Task directions ->
Provide a character-exact reproduction of the lines from the line with "For each instance of the metal" to the end of the entries.

━━━━

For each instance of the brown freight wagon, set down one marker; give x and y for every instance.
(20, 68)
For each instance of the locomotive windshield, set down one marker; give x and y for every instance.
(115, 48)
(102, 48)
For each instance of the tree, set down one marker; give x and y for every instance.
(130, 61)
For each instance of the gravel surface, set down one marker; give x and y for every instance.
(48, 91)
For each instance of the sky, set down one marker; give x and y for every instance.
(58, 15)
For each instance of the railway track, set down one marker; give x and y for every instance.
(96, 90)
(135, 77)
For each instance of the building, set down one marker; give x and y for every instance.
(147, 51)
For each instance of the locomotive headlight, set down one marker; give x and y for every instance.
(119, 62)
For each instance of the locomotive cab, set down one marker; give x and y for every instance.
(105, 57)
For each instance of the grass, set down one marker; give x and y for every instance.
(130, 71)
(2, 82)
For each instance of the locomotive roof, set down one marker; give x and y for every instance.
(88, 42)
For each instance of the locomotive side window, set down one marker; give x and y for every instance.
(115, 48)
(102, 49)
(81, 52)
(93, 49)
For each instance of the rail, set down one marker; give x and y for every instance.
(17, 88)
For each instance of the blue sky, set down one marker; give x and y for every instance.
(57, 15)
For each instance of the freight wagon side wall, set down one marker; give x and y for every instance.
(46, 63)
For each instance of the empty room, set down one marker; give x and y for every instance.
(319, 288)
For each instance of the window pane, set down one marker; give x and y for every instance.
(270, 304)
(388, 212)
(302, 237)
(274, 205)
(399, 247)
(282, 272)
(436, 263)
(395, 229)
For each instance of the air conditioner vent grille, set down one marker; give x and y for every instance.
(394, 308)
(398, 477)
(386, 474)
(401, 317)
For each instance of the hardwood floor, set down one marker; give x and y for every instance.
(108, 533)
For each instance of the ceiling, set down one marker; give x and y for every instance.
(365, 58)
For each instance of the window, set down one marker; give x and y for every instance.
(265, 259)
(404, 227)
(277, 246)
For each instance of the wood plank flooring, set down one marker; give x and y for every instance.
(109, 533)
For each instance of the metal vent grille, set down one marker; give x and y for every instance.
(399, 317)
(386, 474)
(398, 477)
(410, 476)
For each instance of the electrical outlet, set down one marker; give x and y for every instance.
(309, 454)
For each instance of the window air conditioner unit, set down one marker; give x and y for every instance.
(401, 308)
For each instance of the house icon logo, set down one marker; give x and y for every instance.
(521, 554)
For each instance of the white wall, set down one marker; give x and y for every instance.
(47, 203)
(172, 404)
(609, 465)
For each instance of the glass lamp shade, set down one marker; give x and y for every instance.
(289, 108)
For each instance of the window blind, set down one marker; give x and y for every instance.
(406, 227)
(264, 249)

━━━━

Finished task ->
For each instance of the metal vent grille, set down one marker; give x and y for every instance.
(399, 317)
(386, 474)
(398, 477)
(410, 476)
For each instance of the electrical outlet, set down one marker; give x and y for every instance.
(309, 454)
For each instance of the window air conditioner unit, set down one marker; give x and y for every instance.
(401, 308)
For each instance of the house icon logo, set down one marker; give x and y for every instance.
(521, 554)
For each instance of the white wall, set down one marker; give x and y for every instance.
(47, 203)
(172, 404)
(609, 465)
For each instance of the glass lamp shade, set down one marker; give x and y for every instance.
(289, 108)
For each instance of the window blind, set down one marker; give x and y for every instance.
(406, 227)
(264, 249)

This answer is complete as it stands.